Copy out all of the data below word for word, omitting any pictures.
(Given entries begins)
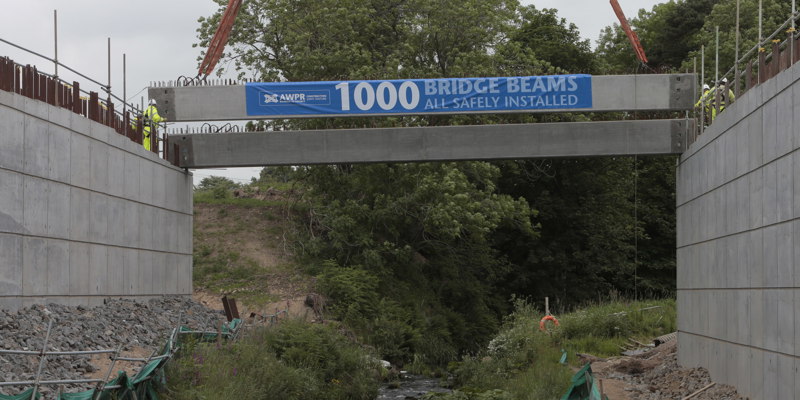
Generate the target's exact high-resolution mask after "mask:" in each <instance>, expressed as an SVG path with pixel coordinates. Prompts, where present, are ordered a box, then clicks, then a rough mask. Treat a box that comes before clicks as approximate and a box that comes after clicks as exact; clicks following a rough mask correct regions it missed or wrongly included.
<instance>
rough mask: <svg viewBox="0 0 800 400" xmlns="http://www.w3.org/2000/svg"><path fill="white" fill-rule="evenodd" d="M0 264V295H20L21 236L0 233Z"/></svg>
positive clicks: (21, 259)
mask: <svg viewBox="0 0 800 400" xmlns="http://www.w3.org/2000/svg"><path fill="white" fill-rule="evenodd" d="M0 266H3V267H2V268H0V296H19V295H21V294H22V236H19V235H14V234H7V233H0ZM0 298H2V297H0Z"/></svg>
(Given entries ends)
Solution below:
Generate the target's exact high-resolution mask after "mask:" in each <instance>, expressed as an SVG path with pixel coordinates. Prompts, where present, are ordered a box, then clicks, then a rough mask. Treat a box that comes before clicks as approximate and a box that comes after clicks as exact; clicks following a rough mask correct regions it missed or wrongly included.
<instance>
rough mask: <svg viewBox="0 0 800 400" xmlns="http://www.w3.org/2000/svg"><path fill="white" fill-rule="evenodd" d="M0 264V295H20L21 236L0 233Z"/></svg>
positive clicks: (21, 259)
mask: <svg viewBox="0 0 800 400" xmlns="http://www.w3.org/2000/svg"><path fill="white" fill-rule="evenodd" d="M0 266H3V267H2V268H0V296H19V295H21V294H22V236H19V235H14V234H7V233H0ZM0 298H2V297H0Z"/></svg>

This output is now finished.